* [DATASET CONTENT]:
──────────────────────────────

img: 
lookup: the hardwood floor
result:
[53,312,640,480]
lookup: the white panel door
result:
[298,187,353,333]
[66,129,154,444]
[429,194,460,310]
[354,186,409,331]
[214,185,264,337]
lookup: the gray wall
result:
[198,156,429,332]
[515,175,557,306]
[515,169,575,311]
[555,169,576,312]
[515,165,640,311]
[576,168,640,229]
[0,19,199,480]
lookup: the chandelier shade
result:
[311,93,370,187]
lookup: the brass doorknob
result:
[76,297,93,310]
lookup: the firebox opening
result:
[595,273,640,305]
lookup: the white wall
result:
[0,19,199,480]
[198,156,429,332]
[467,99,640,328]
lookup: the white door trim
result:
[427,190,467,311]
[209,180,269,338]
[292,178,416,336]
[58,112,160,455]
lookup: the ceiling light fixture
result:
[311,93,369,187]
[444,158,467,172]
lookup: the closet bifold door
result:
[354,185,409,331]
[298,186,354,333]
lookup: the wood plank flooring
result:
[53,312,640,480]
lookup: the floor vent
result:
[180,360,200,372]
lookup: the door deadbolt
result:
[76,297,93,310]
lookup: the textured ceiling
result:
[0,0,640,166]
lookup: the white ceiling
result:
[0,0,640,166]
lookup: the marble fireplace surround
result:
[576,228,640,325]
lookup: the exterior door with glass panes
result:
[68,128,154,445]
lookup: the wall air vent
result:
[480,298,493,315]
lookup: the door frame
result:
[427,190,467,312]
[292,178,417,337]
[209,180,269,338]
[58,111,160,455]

──────────────────────────────

* [WHAT YOU SHOULD DO]: Reproduce all of the entries above word for word, without changing anything.

* [ANSWER FOR THE TASK]:
img: 
lookup: the hardwood floor
result:
[53,312,640,480]
lookup: the white panel door
result:
[298,187,353,333]
[66,129,154,444]
[429,194,460,310]
[354,186,409,331]
[214,185,264,337]
lookup: the gray wall
result:
[198,156,429,332]
[515,175,557,306]
[515,169,575,311]
[555,169,576,312]
[515,165,640,311]
[576,168,640,229]
[0,19,199,480]
lookup: the chandelier shade
result:
[311,93,370,187]
lookup: the brass doorknob
result:
[76,297,93,310]
lookup: the firebox opening
result:
[595,273,640,305]
lookup: the white wall
result:
[0,19,199,480]
[198,156,429,332]
[467,99,640,328]
lookup: the white door trim
result:
[427,190,467,311]
[209,180,269,338]
[292,178,416,336]
[58,112,160,455]
lookup: the ceiling light fixture
result:
[311,93,369,187]
[444,158,467,172]
lookup: the closet bifold door
result:
[354,185,409,331]
[298,186,354,333]
lookup: the wood plank flooring
result:
[53,312,640,480]
lookup: the floor vent
result:
[180,360,200,372]
lookup: the door deadbolt
result:
[76,297,93,310]
lookup: the textured ceiling
result:
[0,0,640,166]
lookup: the white ceiling
result:
[0,0,640,166]
lookup: the marble fireplace surround
result:
[576,228,640,325]
lookup: the exterior door with glass panes
result:
[68,128,154,445]
lookup: the wall air vent
result:
[480,298,493,315]
lookup: the door frame
result:
[427,190,467,312]
[292,178,417,337]
[209,180,269,338]
[58,111,160,455]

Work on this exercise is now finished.